* _GIVEN PASSAGE_
════════════════

Key to success of any product lies in its producibility, quality and reliability. Quality and reliability cannot be achieved by just arriving at a schematic to perform a required function and specifying component values. Many more steps are required to make a reliable product. Here we describe the design flow required to achieve a quality and reliable product, followed by other requirements.
Design methodology
Determine. Determine the product requirements such as:
1. Functions that the product has to perform. These functions are called requirements.
2. Operating conditions under which the product will perform its functions. These include temperature range, vibrational stresses and electromagnetic compatibility requirements. The operating condition is called lifecycle environment.
3. Conditions under which the product is to be stored and transported.
4. Power requirements (alternating current or direct current, voltage value, etc).
5. Electrical interface requirements (interfacing signals (analogue/digital), voltage range for analogue signals, serial input/output or parallel interface standard for digital signals).
6. Mechanical interface requirements (size, shape, material and finish).
7. Regulatory requirements, say, electromagnetic emissions.
Define. Define how best the unit should perform its function in terms of technical performance specifications—power output for a radio transmitter, sensitivity for a radio receiver and non-linearity for a measuring instrument.
Explore design concepts. Explore and evaluate alternative design concepts to meet the requirements determined.
Component selection. Select proven, standard and replaceable components from reputed manufacturers. If components with new technologies or sources are used, evaluate their performance for required functionality under required operational stresses (electrical, mechanical, thermal, etc).
Components should also be able to withstand stresses from handling, storage and assembly. Easy assembly should be possible. Care should be taken so that selected components do not become obsolete very soon. Design should use replaceable modules so that the unit can be repaired and maintained easily.

════════════════

* _RECORDED DATA_

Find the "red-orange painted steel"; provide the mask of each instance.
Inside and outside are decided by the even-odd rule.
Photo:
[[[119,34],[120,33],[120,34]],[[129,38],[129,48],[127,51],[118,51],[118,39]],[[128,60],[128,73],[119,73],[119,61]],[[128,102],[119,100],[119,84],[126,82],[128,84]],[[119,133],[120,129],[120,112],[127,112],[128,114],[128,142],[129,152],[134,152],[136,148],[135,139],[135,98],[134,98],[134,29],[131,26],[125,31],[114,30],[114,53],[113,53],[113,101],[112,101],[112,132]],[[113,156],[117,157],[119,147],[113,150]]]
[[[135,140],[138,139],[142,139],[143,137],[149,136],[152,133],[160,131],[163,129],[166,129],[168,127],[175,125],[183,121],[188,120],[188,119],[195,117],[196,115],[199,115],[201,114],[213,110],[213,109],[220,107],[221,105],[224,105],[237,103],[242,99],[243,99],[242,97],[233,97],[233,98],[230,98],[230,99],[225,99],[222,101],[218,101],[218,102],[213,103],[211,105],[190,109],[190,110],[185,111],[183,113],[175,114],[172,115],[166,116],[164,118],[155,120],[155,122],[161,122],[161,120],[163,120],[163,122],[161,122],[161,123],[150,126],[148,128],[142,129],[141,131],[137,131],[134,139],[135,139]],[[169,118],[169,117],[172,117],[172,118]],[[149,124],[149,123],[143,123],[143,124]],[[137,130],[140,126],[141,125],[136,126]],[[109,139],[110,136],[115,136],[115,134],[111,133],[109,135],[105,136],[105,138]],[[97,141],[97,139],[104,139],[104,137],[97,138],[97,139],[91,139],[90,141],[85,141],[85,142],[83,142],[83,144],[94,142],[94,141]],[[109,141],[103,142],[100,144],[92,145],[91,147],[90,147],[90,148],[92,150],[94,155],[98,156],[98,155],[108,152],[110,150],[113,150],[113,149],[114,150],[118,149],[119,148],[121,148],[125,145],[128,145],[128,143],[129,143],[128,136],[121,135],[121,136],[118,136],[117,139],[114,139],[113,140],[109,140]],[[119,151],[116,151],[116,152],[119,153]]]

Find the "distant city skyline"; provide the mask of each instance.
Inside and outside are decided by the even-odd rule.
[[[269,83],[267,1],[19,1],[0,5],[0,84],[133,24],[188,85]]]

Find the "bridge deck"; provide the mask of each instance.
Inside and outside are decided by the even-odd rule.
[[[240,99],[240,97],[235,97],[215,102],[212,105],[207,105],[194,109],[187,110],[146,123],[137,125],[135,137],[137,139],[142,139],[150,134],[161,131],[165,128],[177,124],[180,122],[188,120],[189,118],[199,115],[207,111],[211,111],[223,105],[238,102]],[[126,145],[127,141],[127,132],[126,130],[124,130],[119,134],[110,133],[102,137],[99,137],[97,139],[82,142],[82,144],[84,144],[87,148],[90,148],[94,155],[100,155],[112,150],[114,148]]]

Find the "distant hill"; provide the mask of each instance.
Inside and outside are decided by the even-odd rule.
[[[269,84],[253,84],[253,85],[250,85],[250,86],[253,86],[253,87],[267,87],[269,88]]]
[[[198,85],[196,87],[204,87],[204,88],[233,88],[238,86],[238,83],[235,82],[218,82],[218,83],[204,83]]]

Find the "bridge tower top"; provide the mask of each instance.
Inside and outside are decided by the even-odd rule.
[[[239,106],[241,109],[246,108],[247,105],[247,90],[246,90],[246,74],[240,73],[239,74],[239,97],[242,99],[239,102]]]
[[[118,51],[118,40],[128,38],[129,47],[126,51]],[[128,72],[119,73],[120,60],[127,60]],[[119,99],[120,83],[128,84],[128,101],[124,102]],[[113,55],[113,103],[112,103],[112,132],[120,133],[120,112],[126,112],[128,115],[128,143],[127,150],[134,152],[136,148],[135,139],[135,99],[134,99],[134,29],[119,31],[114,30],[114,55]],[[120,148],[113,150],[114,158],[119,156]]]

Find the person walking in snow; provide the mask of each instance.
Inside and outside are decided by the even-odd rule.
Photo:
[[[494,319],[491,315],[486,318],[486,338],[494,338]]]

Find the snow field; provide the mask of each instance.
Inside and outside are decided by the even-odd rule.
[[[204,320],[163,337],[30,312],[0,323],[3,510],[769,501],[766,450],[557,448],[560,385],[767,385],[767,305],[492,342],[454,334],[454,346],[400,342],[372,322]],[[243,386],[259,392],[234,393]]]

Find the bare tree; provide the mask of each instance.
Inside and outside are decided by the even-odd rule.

════════════════

* _WRITTEN PROBLEM 1_
Rewrite the records starting with the line containing "Find the snow" and going on through the end of the records, with "mask" changed to "outline" and everything else left as it is.
* _WRITTEN PROBLEM 2_
Carry on the text about design methodology for reliable electronic products from the point where it stops.

* _ANSWER 1_
Find the snow field; provide the outline of each instance.
Inside and outside are decided by the even-odd rule.
[[[204,320],[163,337],[30,312],[0,323],[3,510],[769,501],[766,450],[557,448],[560,385],[767,385],[767,305],[492,342],[454,334],[454,346],[400,342],[372,322]],[[243,386],[259,392],[234,393]]]

Find the bare tree; provide the outline of each instance.
Inside and outside are decided by the even-odd rule.

* _ANSWER 2_
Performance analysis with electronic design automation (EDA) tools. Simulate the designed schematics with EDA tools. Initially use nominal values for all components in simulation. Confirm that the design is giving required outputs with required inputs. Correct any non-conformance by modifying the design and simulating again.
Tolerance analysis. Nominal component values are specified in the designs. It is, however, practically impossible to manufacture all the components exactly with required values. Hence allowable tolerances (upper and lower limits) are to be specified for the component values so that even when actual component values vary within designated tolerance limits, the design performs as required.
Simulate the design with component values set to extreme limits within the specified tolerance. Confirm that the design still performs well. Correct any non-conformance by modifying the design and simulating again.
Monte Carlo analysis. During production, all components in a particular unit will not be at their extreme tolerance limit values. In fact, actual values will vary from unit to unit randomly within the tolerance limit. This random variation can be modeled by Monte Carlo analysis.
Monte Carlo analysis simulates a hundred or thousand runs of the same schematic. It varies component values randomly within the set tolerance limits as per set distribution from schematic to schematic. The results can be analysed to determine the percentage of circuits that meet specification limits.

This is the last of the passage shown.